Keep writing the article about the Centers for Medicare and Medicaid Services (CMS), picking up right after the last sentence of its opening.

▸ SELECTED EXCERPT
◆ ◆ ◆

Now, more than ever, major changes in the way healthcare is provided, measured, and paid for seem to be coming from a single source: the Centers for Medicare and Medicaid Services (CMS). From the Physician Quality Reporting Initiative (PQRI) to last summer’s Medicare Physician Fee Schedule, CMS has an ever-growing influence on U.S. healthcare.
Although it has published numerous articles about CMS and its policies, The Hospitalist has never offered an explanatory overview of one of the largest healthcare agencies in the world. In order to help hospitalists understand the policies, payments, and trends that affect them every day, we have prepared this CMS fact sheet.
Agency Background
CMS falls under the jurisdiction of the U.S. Department of Health and Human Services, and is tasked primarily with administering the Medicare program and working in partnership with state governments to administer Medicaid and the State Children’s Health Insurance Program (SCHIP). CMS’ current mission is “to ensure effective, up-to-date healthcare coverage and to promote quality care for beneficiaries,” which is a more modern focus than when the Medicare and Medicaid programs were first signed into law in 1965. Those programs were created solely to provide healthcare coverage to Americans over the age of 65, as well as low-income children and people with certain disabilities.

◆ ◆ ◆

▸ DATA LISTING
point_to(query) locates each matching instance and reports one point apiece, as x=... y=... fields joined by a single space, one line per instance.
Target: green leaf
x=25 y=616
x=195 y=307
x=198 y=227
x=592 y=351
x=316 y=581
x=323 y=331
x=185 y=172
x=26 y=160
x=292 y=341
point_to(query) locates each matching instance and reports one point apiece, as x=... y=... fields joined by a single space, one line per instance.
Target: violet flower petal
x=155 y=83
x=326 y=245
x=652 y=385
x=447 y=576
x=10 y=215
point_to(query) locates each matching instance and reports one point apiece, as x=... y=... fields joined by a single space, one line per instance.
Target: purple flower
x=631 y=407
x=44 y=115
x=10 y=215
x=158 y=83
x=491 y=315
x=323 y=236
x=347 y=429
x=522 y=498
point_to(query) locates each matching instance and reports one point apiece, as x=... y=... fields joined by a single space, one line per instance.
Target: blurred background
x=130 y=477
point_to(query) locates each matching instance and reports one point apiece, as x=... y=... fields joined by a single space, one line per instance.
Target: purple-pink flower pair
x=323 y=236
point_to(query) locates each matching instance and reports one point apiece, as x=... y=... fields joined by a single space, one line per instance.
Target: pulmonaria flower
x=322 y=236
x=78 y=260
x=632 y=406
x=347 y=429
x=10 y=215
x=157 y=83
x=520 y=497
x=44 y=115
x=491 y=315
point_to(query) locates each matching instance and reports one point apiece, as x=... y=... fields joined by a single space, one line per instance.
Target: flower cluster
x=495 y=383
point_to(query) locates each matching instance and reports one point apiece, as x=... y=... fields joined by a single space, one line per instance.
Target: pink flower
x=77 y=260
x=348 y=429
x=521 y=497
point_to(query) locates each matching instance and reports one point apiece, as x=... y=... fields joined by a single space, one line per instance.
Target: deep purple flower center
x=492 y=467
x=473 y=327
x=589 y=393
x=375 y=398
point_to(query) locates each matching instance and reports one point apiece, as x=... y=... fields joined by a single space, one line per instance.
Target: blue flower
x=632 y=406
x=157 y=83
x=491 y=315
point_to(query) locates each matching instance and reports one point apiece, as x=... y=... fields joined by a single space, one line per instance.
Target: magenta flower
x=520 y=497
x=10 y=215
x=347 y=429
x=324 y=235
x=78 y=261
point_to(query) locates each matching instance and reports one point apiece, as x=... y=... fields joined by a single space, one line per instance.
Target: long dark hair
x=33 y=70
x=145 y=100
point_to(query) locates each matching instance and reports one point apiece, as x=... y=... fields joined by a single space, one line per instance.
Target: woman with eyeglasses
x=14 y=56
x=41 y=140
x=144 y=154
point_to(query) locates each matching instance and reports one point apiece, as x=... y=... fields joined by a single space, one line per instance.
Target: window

◆ ◆ ◆

▸ OUTPUT OF THE TASK
CMS has grown in size and scope since its inception. “First and foremost, CMS is the largest single payor for healthcare in the United States,” says Patrick J. Torcson, MD, MMM, FACP, director of hospital medicine at St. Tammany Parish Hospital in Covington, La., and chair of SHM’s Performance and Standards Committee. Insurance companies model their coverage and fee schedules after CMS. “That makes it very important for reimbursement.”
Approximately 45 million Americans are Medicare beneficiaries, and CMS pays reimbursements for more than 90 million people through the Medicare, Medicaid, and SCHIP programs. Hospitalists treat so many of these beneficiaries that Dr. Torcson estimates CMS represents “at least a third” of the payor mix for most adult hospitalists. For hospitals, the percentage is larger: “For acute-care public hospitals, I’d estimate that Medicare is probably 50% of the payor mix,” Dr. Torcson says.